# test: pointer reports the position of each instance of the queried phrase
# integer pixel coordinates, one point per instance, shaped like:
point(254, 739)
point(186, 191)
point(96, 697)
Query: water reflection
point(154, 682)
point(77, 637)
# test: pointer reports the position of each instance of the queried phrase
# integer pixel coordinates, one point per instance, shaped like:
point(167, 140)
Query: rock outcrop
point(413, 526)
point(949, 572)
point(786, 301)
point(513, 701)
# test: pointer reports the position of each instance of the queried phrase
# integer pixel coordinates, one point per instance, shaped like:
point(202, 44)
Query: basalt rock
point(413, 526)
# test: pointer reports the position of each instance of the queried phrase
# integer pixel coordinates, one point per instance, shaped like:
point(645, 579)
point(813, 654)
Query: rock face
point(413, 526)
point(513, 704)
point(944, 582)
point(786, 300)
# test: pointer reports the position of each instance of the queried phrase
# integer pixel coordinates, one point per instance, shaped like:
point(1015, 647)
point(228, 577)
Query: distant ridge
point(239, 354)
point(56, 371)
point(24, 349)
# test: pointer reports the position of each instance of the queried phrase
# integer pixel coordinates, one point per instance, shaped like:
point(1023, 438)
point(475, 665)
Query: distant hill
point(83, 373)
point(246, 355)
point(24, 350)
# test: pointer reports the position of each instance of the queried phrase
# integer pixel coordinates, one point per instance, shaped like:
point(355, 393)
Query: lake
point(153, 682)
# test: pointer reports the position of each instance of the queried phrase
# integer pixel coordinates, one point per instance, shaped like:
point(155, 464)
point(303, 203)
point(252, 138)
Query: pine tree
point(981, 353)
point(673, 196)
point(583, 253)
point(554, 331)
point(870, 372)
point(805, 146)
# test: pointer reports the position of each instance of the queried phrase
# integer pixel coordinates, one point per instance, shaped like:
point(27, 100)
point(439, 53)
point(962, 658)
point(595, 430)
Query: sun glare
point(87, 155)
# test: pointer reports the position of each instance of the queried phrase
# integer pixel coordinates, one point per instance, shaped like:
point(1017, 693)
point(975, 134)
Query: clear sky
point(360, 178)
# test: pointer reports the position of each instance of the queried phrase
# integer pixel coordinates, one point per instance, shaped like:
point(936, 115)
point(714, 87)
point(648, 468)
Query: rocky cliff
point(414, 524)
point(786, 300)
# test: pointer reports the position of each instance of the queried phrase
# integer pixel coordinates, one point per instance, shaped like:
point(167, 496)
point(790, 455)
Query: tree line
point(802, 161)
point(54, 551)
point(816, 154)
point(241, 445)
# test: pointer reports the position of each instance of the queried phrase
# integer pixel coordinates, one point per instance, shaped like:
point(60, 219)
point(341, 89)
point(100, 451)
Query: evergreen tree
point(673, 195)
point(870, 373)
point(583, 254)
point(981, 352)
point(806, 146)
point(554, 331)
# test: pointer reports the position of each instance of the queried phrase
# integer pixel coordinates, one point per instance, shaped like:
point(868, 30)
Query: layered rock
-.-.-
● PROBLEM REQUIREMENTS: Write the listing out again, word for word.

● TASK RESPONSE:
# test: pointer reports the position of each instance of the queried phrase
# integer pixel coordinates, one point per instance, shaped like:
point(254, 739)
point(186, 191)
point(96, 697)
Query: water reflection
point(154, 682)
point(77, 637)
# test: pointer reports the position of each instance of the queried phrase
# integer pixel coordinates, one point per instance, shaped like:
point(167, 140)
Query: rock outcrop
point(413, 526)
point(949, 572)
point(786, 301)
point(513, 701)
# test: pointer reports the position of each instance of the queried phrase
# integer pixel coordinates, one point per instance, shaped like:
point(202, 44)
Query: basalt rock
point(413, 526)
# test: pointer reports the position of each instance of the queried phrase
# integer pixel coordinates, one point per instance, shaped like:
point(645, 579)
point(813, 654)
Query: rock face
point(413, 526)
point(513, 704)
point(944, 582)
point(786, 300)
# test: pointer reports the position of each instance of the queried phrase
# integer pixel coordinates, one point per instance, shaped like:
point(1015, 647)
point(228, 577)
Query: distant ridge
point(239, 354)
point(56, 371)
point(24, 349)
# test: pointer reports the position of each instance of the queried phrase
# integer pixel coordinates, one point per instance, shaped like:
point(1023, 438)
point(475, 665)
Query: distant hill
point(83, 373)
point(246, 355)
point(24, 350)
# test: pointer reports the position of each instance of the queried phrase
# integer pixel coordinates, one point per instance, shaped like:
point(355, 393)
Query: lake
point(153, 682)
# test: pointer reports the position of each instance of the queried phrase
# integer pixel coordinates, one point per instance, shaped like:
point(155, 464)
point(303, 203)
point(252, 138)
Query: pine tree
point(981, 353)
point(673, 196)
point(583, 253)
point(554, 331)
point(870, 372)
point(805, 146)
# test: pointer reports the position of each instance of the queried phrase
# integer pixel coordinates, one point per instance, shaped like:
point(27, 100)
point(439, 53)
point(962, 658)
point(595, 430)
Query: sun glare
point(87, 155)
# test: pointer reports the position of each instance of the queried phrase
# integer pixel coordinates, one point per instance, shaped like:
point(1017, 693)
point(975, 134)
Query: clear sky
point(360, 178)
# test: pointer reports the position of each instance of the queried phrase
# integer pixel coordinates, one point per instance, shaped like:
point(936, 115)
point(714, 87)
point(648, 468)
Query: rocky cliff
point(414, 524)
point(786, 300)
# test: pointer reports the position of each instance of the queried phrase
# integer pixel coordinates, one point per instance, shaped like:
point(167, 496)
point(790, 455)
Query: tree line
point(802, 161)
point(54, 551)
point(816, 154)
point(241, 445)
# test: pointer reports the position of each instance of the queried phrase
# integer pixel coordinates, one point per instance, shaped like:
point(60, 219)
point(341, 89)
point(100, 451)
Query: evergreen tree
point(673, 195)
point(870, 373)
point(583, 254)
point(981, 352)
point(806, 146)
point(554, 331)
# test: pointer reports the position of each instance of the queried phrase
# integer pixel coordinates, one point per instance, shaped like:
point(868, 30)
Query: layered rock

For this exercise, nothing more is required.